> Task description: Write out each record again exactly as it stands.
— begin Given data —
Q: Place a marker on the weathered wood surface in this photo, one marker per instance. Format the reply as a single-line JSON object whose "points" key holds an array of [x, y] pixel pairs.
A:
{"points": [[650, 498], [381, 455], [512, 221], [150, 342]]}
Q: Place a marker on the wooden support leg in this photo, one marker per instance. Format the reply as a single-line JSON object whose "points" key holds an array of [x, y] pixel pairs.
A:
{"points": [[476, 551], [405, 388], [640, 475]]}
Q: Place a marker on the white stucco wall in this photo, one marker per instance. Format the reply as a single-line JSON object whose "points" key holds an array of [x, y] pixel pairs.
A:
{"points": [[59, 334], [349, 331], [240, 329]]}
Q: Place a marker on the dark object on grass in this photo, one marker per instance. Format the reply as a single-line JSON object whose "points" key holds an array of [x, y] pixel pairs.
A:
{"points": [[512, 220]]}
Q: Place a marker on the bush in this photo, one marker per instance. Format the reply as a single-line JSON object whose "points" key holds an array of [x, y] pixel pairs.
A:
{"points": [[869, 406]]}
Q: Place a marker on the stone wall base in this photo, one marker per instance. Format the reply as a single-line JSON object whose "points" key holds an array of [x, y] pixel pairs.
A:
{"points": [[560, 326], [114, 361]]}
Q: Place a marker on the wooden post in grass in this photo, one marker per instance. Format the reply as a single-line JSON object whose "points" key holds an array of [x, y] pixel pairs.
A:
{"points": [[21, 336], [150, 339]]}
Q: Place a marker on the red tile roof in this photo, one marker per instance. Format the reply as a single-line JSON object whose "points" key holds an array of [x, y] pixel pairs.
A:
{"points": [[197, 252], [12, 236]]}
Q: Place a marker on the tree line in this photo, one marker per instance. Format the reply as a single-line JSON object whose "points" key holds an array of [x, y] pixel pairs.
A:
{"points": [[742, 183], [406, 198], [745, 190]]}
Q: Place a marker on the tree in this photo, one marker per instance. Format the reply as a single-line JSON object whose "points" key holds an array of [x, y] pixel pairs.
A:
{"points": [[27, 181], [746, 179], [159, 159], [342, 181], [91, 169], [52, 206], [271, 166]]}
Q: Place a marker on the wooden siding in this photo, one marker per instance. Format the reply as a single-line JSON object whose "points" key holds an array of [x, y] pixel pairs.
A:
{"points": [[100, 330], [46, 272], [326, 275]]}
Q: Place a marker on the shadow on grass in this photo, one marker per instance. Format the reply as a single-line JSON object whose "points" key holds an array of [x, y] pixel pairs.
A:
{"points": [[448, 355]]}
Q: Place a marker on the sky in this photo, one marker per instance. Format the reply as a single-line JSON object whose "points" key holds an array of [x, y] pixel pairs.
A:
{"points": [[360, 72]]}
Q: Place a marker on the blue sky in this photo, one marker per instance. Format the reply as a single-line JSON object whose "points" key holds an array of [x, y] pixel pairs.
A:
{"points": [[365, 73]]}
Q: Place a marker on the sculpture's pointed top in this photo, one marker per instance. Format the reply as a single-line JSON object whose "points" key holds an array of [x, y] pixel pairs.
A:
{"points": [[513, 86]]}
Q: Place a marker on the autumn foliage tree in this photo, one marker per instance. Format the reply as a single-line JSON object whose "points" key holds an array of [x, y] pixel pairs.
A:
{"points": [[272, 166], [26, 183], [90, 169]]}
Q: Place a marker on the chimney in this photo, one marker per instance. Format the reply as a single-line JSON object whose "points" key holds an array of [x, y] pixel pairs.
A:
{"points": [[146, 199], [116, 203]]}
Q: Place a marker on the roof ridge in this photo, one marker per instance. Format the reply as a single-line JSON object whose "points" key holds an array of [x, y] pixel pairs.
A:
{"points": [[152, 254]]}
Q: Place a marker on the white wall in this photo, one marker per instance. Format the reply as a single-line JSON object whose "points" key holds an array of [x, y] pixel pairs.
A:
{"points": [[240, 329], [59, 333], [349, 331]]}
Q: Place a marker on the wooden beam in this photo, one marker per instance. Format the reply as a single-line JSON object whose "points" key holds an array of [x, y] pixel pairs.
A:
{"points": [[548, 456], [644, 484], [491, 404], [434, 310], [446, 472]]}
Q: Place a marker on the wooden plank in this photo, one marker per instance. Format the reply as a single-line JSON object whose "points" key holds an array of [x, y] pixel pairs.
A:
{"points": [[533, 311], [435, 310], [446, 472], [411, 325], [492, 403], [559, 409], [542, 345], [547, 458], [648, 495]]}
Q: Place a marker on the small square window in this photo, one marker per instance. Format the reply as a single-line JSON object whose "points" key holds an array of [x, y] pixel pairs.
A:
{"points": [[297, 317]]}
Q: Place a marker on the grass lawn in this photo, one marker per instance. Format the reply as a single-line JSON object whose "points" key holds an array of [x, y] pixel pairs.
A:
— end Given data —
> Result below:
Q: Place a marker on the weathered wood surface in this photo, one marker per instance. Format the reply as a single-line JSON object whose "points" key holds an array of [x, y] pixel pairs.
A:
{"points": [[650, 498], [381, 455], [512, 221], [150, 342]]}
Q: Place a marker on the wooden support leg in this photo, one marker per instance. Format the reply as a single-line JSON object whose "points" key holds an array of [x, y] pixel pairs.
A:
{"points": [[476, 551], [405, 388], [640, 475]]}
Q: Place a marker on the white stucco wall in this photo, one marker per instance. Format the reply as a single-line JSON object whose "points" key holds an array of [x, y] pixel pairs.
A:
{"points": [[59, 334], [349, 331], [240, 329]]}
Q: Place a marker on the dark object on grass in this photo, one marker per instance. Format the reply as a single-line JSON object whose "points" key holds an array of [x, y] pixel pairs.
A:
{"points": [[512, 220]]}
Q: Place a marker on the bush in this photo, one marker per instance. Format the reply as a single-line JSON object whose "points" key holds an array of [x, y] pixel pairs.
A:
{"points": [[869, 406]]}
Q: Place a marker on the stone wall base in this photo, one marker per instance. Format the reply as a single-line JSON object whose "points" key holds an array of [x, y] pixel pairs.
A:
{"points": [[560, 326], [114, 361]]}
Q: Place a marker on the wooden post in grass in this photo, one marker per instance. Format the reply as a single-line JSON object whose "points" key holds an array of [x, y] pixel pairs.
A:
{"points": [[21, 336], [150, 339]]}
Q: Place a marker on the red tile roof in this photo, one marker per instance. Format the reply as a single-line JSON object whose "points" key holds an array of [x, y] pixel pairs.
A:
{"points": [[197, 252], [12, 236]]}
Q: Place a marker on the tree line in this photo, one marker per instance. Format the reply as a single-line JSON object whose "points" key holds an array of [x, y] pixel pairs.
A:
{"points": [[742, 183], [406, 198], [745, 190]]}
Q: Place a marker on the tree in this photo, one marker per instance. Format the reply as a single-line JSON object whose "points" key holds an array of [x, y] pixel pairs.
A:
{"points": [[27, 181], [746, 179], [159, 159], [342, 181], [91, 169], [52, 206], [271, 166]]}
Q: Place a marker on the wooden siding in this photo, one marker per instance. Format the reply as a single-line JSON object whose "points" key holds an array of [x, y] pixel pairs.
A:
{"points": [[100, 330], [46, 272], [326, 275]]}
Q: Place a marker on the shadow on grass in this photo, one marker per instance. Format the reply as a single-line JSON object whose "points" key holds an array of [x, y] pixel pairs.
A:
{"points": [[448, 355]]}
Q: Place a marker on the sky in this photo, one marker per instance. Format the reply as a single-line JSON object whose "points" key holds an array of [x, y] pixel pairs.
A:
{"points": [[360, 72]]}
Q: Place a marker on the blue sky in this photo, one marker per instance. Format the reply as a single-line JSON object whose "points" key holds an array of [x, y] pixel pairs.
A:
{"points": [[365, 73]]}
Q: Place a marker on the sculpture's pointed top in this photo, one marker per instance. Format the reply as a single-line JSON object whose "points" key holds an array of [x, y] pixel pairs.
A:
{"points": [[513, 86]]}
Q: Place a marker on the autumn foliage tree in this photo, one marker per instance. Format the reply as a single-line JSON object whose "points" key holds an array of [x, y] pixel pairs.
A:
{"points": [[272, 166], [26, 183], [90, 169]]}
Q: Place a marker on the chimney in this photo, one marker per instance. Format the reply as a single-line JSON object whose "points" key holds an array of [x, y] pixel pairs.
A:
{"points": [[146, 199], [116, 203]]}
Q: Place a marker on the roof ridge in this photo, one marker per instance. Format the reply as a single-line JSON object whose "points" key holds an array of [x, y] pixel pairs.
A:
{"points": [[152, 254]]}
Q: Place a marker on the white wall in this photo, one marker per instance. Format the reply as a single-line JSON object whose "points" key holds an array of [x, y] pixel pairs.
A:
{"points": [[240, 329], [59, 333], [349, 331]]}
Q: Place a marker on the wooden beam in this photo, one marker per instance. Format the reply as a single-line JSON object whose "points" key holds an array of [x, y] pixel pairs.
A:
{"points": [[548, 456], [644, 484], [491, 404], [434, 310], [446, 472]]}
Q: Place a marker on the wooden plank in this photo, one marker per instance. Format the reply as a single-line JSON object whose "points" key holds an array of [x, y] pixel pairs.
A:
{"points": [[533, 311], [435, 310], [446, 472], [411, 325], [492, 403], [559, 409], [542, 345], [547, 458], [648, 495]]}
Q: Place a marker on the small square window in this photo, one marker per instance. Format the reply as a single-line JSON object whose "points" key holds an array of [x, y] pixel pairs.
A:
{"points": [[297, 317]]}
Q: Place a marker on the grass lawn in this photo, one marker per instance. Format the reply as a single-line JSON object whose "points" key holds an array of [x, y] pixel pairs.
A:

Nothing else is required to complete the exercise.